◆ WHAT TO PRODUCE ◆
Answer these from the text below about debugging performance on Linux:
1. How much RAM does the home desktop have?
2. On the dashboard display, what does the CPU use never rise above?
3. In the reply, what profile was picked by mistake as the monitor profile?

◆ EXTRACT TO READ ◆
Start of Block

Debugging Perf on Linux

This morning I saw the new RC was out, and just to do a quick check on performance I downloaded it on my work laptop, loaded a large (~40MP) image, and did some quick operations to see how things shook out.  Everything was pretty smooth, even better than the current stable version on my desktop.

Then today I got home, installed the RC on my home desktop, which is a significantly beefier machine (32-core thread ripper, 32GB of RAM), loaded up a similarly sized image, and found it completely unusable.  It hangs simply trying to zoom in and out of the image. Running the wavelet decompose takes minutes.  And curiously, even though the window frequently stops responding and the process makes my computer fans sound like a jet engine, on the new dashboard display the CPU is never ticking above 3% and I'm sitting at around 70% of the 12GB of cache I gave it used (it was below 50% before I started running the plugin).  This seems to be the case regardless of how many threads I enable or whether OpenCL is turned on.

I assume this has to be a bug, since I'm running the same software and getting the exact opposite of the results I'd expect running it on different machines, but what can I do to diagnose it and get some data that might help resolve it?  The error console isn't showing anything, here's what I get in my terminal when opening an image and running wavelet decompose, if that helps at all: https://pastebin.com/TCEgYqPr

Seeing color management stuff in the console did make me think to try turning color management off, which did make basic image operations run faster, but wavelet decompose is still running intolerably slow.  And of course retouching with color management disabled isn't an ideal long-term solution.  Any ideas?

Thanks, Robert

Elle Stone
2018-03-28 01:29:16 UTC (about 6 years ago)

Debugging Perf on Linux

On 03/27/2018 09:11 PM, Robert Bieber wrote:

I assume this has to be a bug, since I'm running the same software and getting the exact opposite of the results I'd expect running it on different machines, but what can I do to diagnose it and get some data that might help resolve it?  The error console isn't showing anything, here's what I get in my terminal when opening an image and running wavelet decompose, if that helps at all: https://pastebin.com/TCEgYqPr

Seeing color management stuff in the console did make me think to try turning color management off, which did make basic image operations run faster, but wavelet decompose is still running intolerably slow.  And of course retouching with color management disabled isn't an ideal long-term solution.  Any ideas?

I looked at the pastebin file, nothing looked out of the ordinary - I see similar terminal output. But maybe someone else will spot something.

Earlier today I was doing some soft proofing, switching profiles back and forth. At one point I clicked the wrong field in Preferences without noticing, so accidently selected the printer profile as the monitor profile instead of the soft proofing profile.

End of Block

◆ INFORMATION GIVEN ◆
Start of Block

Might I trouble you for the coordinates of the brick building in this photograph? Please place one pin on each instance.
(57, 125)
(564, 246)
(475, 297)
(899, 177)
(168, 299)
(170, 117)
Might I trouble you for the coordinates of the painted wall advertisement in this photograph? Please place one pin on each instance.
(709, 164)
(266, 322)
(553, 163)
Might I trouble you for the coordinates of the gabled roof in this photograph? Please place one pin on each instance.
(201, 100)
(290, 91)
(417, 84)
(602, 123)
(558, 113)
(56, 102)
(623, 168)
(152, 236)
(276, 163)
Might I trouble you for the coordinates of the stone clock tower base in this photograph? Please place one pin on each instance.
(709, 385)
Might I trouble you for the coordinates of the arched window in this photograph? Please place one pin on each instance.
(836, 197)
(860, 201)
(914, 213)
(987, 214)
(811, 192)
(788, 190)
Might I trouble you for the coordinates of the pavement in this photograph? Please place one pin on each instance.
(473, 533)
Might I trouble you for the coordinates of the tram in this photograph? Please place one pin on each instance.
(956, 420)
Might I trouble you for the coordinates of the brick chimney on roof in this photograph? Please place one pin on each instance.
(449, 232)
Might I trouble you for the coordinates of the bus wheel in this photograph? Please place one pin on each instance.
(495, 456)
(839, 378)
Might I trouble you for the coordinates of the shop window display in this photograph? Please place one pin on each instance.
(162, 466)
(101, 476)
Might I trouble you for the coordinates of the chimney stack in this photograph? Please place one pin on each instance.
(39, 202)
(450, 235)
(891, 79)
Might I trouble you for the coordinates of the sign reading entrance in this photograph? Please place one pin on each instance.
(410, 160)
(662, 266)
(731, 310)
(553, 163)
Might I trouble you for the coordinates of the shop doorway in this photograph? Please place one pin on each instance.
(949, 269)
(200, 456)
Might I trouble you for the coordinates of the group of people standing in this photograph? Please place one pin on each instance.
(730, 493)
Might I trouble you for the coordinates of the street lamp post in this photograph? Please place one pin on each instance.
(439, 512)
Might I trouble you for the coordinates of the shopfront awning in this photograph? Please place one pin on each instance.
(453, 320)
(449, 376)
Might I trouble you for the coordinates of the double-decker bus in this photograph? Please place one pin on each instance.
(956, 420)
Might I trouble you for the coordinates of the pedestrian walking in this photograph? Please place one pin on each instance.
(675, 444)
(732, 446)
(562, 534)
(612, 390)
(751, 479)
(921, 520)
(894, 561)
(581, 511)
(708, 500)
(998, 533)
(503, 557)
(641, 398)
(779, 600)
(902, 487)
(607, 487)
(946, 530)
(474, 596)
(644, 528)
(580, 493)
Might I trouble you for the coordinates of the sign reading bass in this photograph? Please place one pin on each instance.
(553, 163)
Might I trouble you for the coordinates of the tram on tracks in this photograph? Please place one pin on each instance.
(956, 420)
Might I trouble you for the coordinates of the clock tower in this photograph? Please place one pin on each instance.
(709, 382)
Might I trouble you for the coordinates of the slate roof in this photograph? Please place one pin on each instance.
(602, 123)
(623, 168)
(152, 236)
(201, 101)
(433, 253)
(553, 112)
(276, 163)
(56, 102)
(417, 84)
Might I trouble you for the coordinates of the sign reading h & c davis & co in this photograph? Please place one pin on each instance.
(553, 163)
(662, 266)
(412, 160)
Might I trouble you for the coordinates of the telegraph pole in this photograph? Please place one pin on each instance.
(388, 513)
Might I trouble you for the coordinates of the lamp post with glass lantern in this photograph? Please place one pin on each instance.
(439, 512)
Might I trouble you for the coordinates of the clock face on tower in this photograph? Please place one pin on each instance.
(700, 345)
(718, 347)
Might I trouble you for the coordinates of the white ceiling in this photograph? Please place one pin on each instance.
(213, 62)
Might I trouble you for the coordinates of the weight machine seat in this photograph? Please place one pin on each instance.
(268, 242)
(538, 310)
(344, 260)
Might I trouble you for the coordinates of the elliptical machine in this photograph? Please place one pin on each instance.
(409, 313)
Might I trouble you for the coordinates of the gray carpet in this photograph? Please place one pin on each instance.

End of Block

◆ RESPONSE FOR THIS EXERCISE ◆
1. 32GB
2. 3%
3. The printer profile